연습용 자료:
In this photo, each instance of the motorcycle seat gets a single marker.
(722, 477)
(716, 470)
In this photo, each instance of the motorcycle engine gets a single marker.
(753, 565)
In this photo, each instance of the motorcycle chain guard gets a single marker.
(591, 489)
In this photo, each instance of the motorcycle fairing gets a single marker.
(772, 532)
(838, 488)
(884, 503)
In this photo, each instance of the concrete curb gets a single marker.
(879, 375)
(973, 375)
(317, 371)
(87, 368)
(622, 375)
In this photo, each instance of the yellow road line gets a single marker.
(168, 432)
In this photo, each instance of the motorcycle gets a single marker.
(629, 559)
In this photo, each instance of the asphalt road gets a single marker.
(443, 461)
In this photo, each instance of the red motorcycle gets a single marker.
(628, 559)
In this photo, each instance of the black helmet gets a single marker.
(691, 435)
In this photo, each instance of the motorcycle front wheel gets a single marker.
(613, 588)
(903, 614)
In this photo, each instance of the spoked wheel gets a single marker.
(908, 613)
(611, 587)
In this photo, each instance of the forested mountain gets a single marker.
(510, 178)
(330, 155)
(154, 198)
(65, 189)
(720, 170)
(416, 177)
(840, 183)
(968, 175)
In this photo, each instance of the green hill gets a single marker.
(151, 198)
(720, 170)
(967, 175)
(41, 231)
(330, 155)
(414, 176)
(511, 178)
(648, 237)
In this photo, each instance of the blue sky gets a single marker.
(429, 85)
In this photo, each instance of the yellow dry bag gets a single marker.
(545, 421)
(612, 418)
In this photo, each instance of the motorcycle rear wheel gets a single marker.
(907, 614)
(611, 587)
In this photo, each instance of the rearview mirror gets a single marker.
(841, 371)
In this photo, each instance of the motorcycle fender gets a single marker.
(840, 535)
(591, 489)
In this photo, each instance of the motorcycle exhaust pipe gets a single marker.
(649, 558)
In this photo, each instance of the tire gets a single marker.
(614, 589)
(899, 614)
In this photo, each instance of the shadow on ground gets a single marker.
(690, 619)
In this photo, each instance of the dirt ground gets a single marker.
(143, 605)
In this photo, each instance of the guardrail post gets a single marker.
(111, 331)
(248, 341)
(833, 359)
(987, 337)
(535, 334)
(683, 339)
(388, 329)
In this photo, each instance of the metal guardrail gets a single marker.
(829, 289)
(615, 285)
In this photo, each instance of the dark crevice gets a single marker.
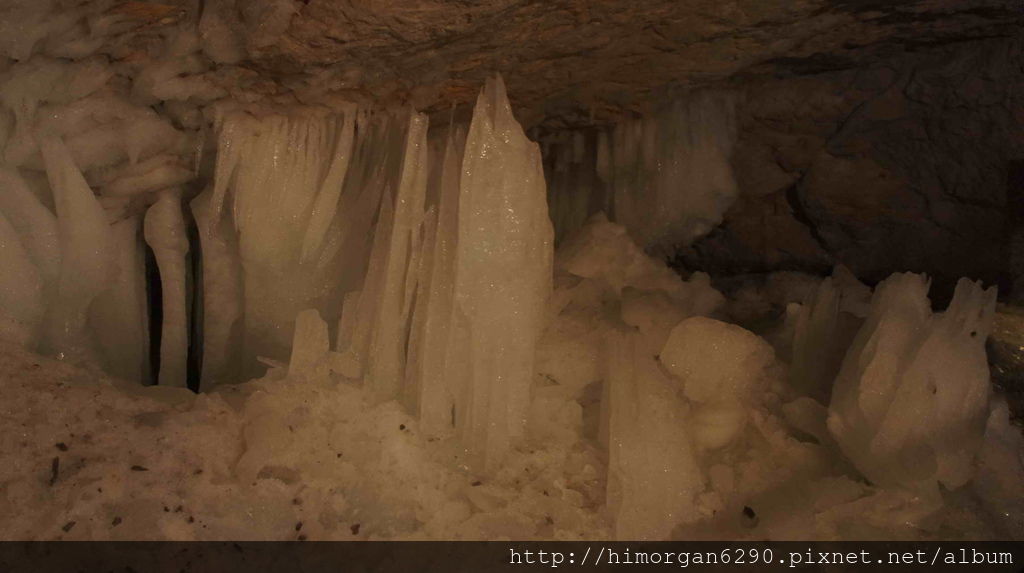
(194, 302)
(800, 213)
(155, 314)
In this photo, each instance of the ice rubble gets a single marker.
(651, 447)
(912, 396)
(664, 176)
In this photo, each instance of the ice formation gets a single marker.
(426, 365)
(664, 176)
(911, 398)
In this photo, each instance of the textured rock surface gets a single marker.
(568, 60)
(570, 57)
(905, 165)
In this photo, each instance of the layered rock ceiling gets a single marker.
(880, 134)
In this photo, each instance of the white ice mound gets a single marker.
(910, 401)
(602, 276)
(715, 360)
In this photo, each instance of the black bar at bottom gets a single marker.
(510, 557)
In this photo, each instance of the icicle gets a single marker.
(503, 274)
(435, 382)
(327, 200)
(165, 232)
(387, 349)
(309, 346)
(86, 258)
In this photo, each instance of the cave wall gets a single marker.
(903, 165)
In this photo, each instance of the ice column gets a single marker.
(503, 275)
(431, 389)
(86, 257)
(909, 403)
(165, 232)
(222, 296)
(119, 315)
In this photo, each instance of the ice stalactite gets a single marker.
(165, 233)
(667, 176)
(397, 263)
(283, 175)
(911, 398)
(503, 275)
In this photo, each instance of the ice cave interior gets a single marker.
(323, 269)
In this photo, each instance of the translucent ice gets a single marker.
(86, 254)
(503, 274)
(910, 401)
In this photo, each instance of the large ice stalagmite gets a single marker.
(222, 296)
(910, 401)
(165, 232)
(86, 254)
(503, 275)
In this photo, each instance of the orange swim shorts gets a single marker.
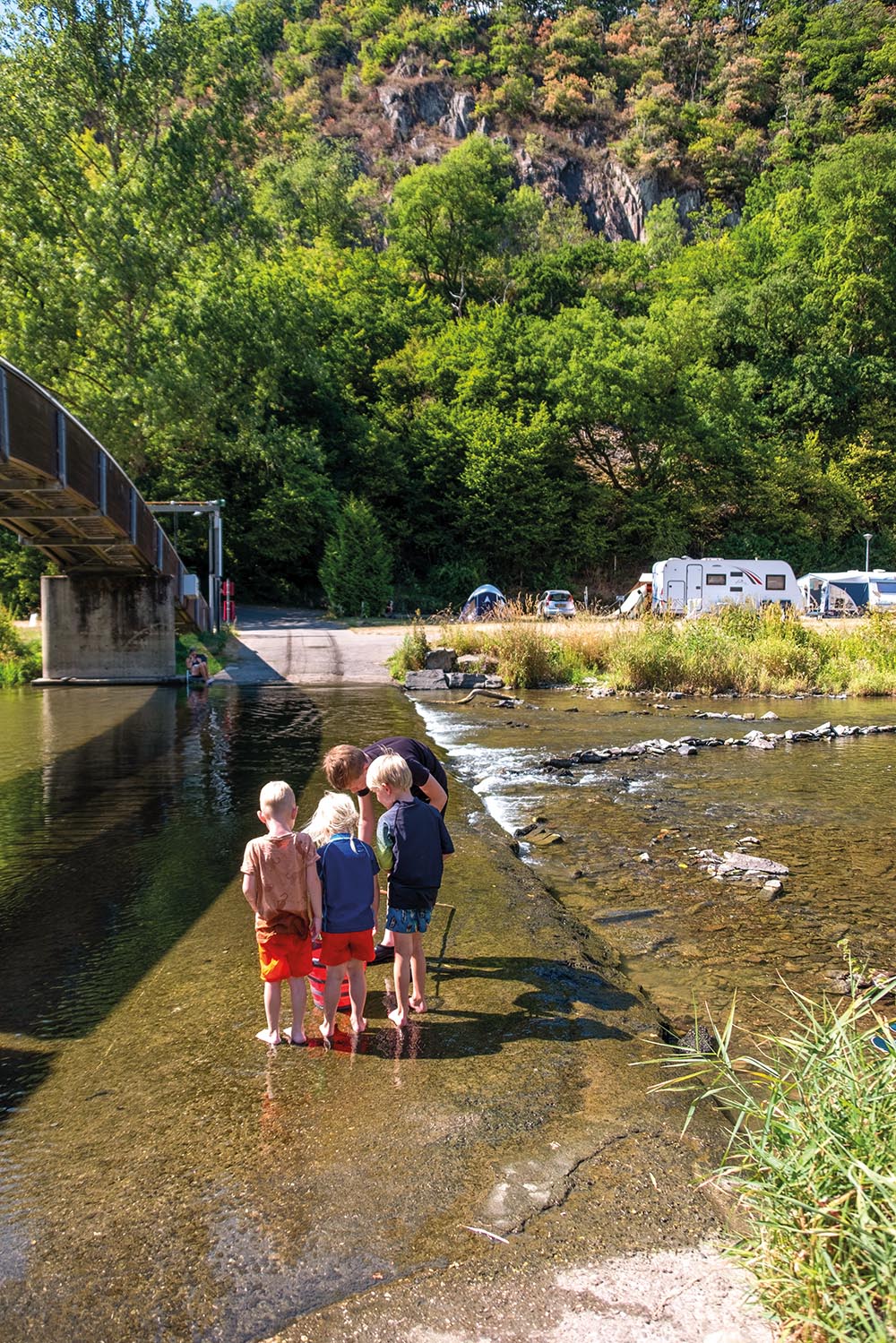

...

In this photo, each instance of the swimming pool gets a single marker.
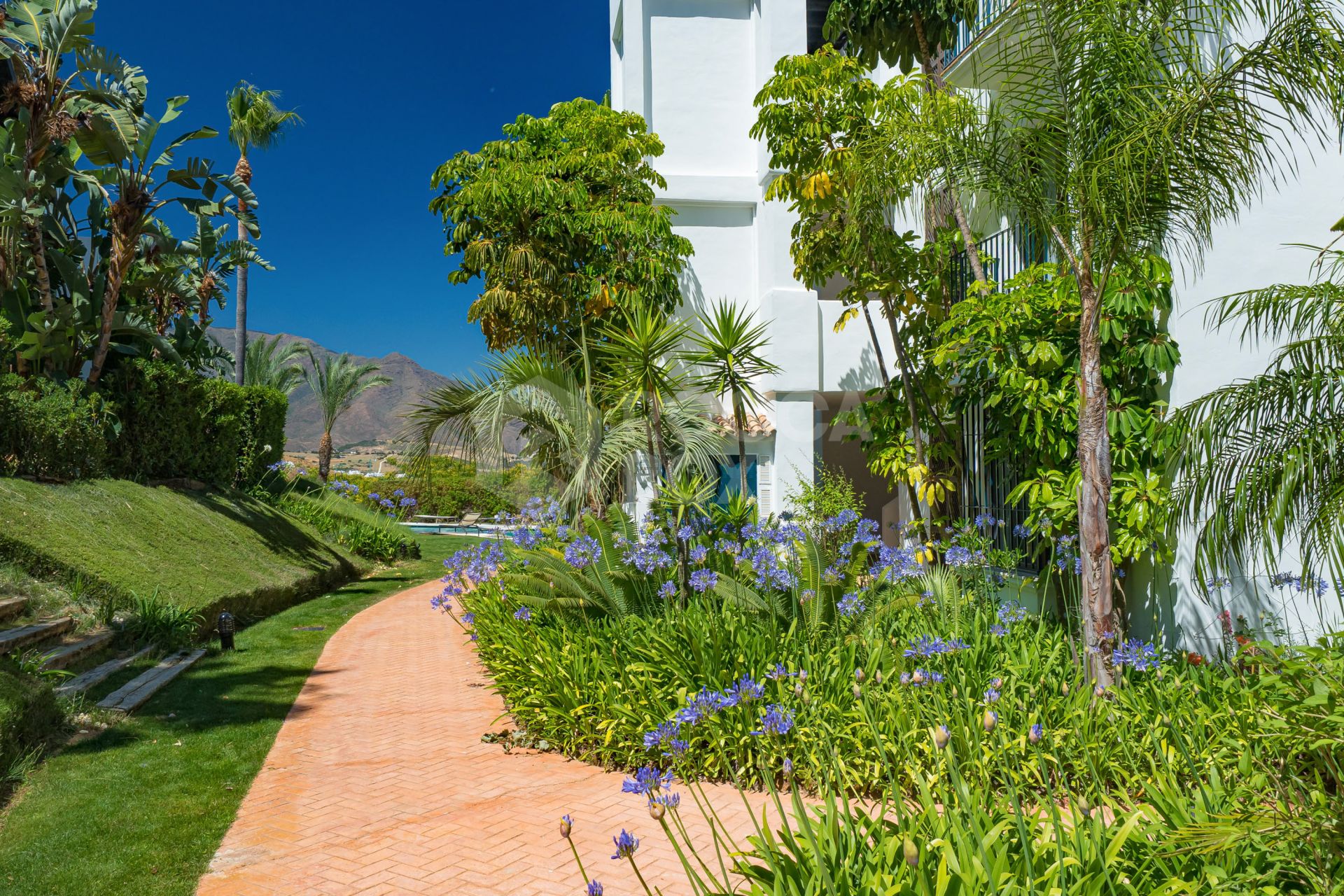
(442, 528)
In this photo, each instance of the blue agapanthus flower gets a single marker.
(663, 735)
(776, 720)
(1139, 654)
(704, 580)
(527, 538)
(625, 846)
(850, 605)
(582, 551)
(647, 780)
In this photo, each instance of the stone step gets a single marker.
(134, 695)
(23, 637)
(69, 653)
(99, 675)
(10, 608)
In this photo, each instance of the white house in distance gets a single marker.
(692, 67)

수행 과제:
“In this photo, each instance of the black bar” 문구가 들어 있는 줄부터 “In this photo, each instance of the orange” 문구가 들어 있는 줄까지, 두 줄을 모두 포함하여 한 글자도 바꾸지 말고 그대로 옮겨 적으십시오. 그 밖의 줄은 적지 마십시오.

작성 답안:
In this photo, each instance of the black bar at bottom gets a single marker.
(510, 557)
In this photo, each instance of the icicle gets a single marker.
(503, 274)
(435, 382)
(327, 200)
(165, 232)
(387, 349)
(309, 346)
(86, 258)
In this photo, each instance of the cave wall gets a single marker.
(903, 165)
In this photo, each instance of the ice column gets a single marker.
(503, 275)
(431, 389)
(86, 257)
(909, 403)
(165, 232)
(222, 296)
(119, 315)
In this photo, each instance of the ice stalactite gets a single marker.
(165, 233)
(667, 176)
(397, 263)
(283, 175)
(911, 398)
(503, 275)
In this photo, each instance of the ice cave interior gets a single marker.
(323, 269)
In this photo, each instance of the translucent ice gets a single marker.
(86, 254)
(503, 274)
(910, 401)
In this photo, each instance of the large ice stalagmite gets a single marker.
(222, 296)
(910, 401)
(165, 232)
(86, 254)
(503, 275)
In this photo, each instance of the orange swim shorts gets a single marker.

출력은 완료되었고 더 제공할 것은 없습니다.